SET EXERCISE: Copy every one of the following items word for word, with no changes.
>>>
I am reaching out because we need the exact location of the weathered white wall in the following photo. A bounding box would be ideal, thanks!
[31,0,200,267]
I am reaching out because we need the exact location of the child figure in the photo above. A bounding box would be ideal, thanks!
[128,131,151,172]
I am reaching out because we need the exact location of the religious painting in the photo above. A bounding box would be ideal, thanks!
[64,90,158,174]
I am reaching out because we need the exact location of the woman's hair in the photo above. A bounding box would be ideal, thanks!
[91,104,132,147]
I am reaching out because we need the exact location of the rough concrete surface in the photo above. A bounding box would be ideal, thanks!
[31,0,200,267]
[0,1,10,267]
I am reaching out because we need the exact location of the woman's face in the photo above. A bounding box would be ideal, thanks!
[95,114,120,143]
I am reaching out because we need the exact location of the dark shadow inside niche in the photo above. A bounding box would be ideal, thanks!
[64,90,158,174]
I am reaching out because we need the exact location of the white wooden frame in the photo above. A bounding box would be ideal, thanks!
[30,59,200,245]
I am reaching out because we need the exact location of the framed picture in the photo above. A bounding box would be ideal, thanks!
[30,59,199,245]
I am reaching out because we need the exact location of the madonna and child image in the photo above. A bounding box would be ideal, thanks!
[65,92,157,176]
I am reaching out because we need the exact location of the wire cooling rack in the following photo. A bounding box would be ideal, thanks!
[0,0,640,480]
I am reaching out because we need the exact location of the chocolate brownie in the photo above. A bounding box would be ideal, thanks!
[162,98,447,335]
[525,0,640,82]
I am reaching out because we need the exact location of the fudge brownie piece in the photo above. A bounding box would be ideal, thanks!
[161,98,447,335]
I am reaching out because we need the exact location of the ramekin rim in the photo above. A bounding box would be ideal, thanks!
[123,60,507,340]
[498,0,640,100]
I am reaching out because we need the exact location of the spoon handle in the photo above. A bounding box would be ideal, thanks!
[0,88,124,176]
<<<
ANSWER FOR THE TASK:
I am reaching out because we need the exact location of the weathered white wall in the following photo. A bounding box would be ideal, thanks!
[31,0,200,267]
I am reaching out because we need the exact location of the child figure in the photo above. A bounding box would be ideal, thanks!
[128,131,151,172]
I am reaching out because we need the exact location of the religious painting in the photo above. A bounding box would be ideal, thanks!
[64,90,158,174]
I am reaching out because we need the exact location of the woman's hair in the photo above. A bounding box would be ideal, thanks!
[91,104,132,147]
I am reaching out because we need the exact location of the rough concrete surface in the photo above. A bounding box would be ideal, thanks!
[31,0,200,267]
[0,1,10,267]
I am reaching out because we need the exact location of the woman's face in the photo above. A bounding box would be ideal, thanks!
[95,114,120,143]
I am reaching out because we need the exact location of the dark shadow inside niche in the photo above. A bounding box would be ideal, thanks!
[64,90,158,174]
I am reaching out because we need the exact location of the white wooden frame in the photo above. A bounding box would be ideal, thanks!
[30,59,200,245]
I am reaching out because we need the exact location of the framed picture in the photo above. A bounding box would be ideal, thanks!
[30,59,199,245]
I am reaching out because we need the exact location of the madonna and child image in the photo above. A bounding box would be ideal, thanks!
[65,92,157,176]
I am reaching out because we need the exact location of the wire cooling rack in the following photo. A bounding box would be ideal, thanks!
[0,0,640,480]
I am reaching out because we need the exact location of the chocolate brownie in the photo above. A bounding box would be ideal, thanks!
[162,98,447,335]
[525,0,640,82]
I am reaching out because we need the exact location of the fudge brownie piece in the photo above. A bounding box would be ideal, thanks!
[161,98,447,335]
I am reaching out because we need the exact location of the ramekin rim in the photo above. A bounding box would be ideal, thanks!
[123,60,507,340]
[498,0,640,100]
I am reaching out because we need the exact location of the spoon handle in the photo above. A bounding box would be ideal, thanks!
[0,88,124,176]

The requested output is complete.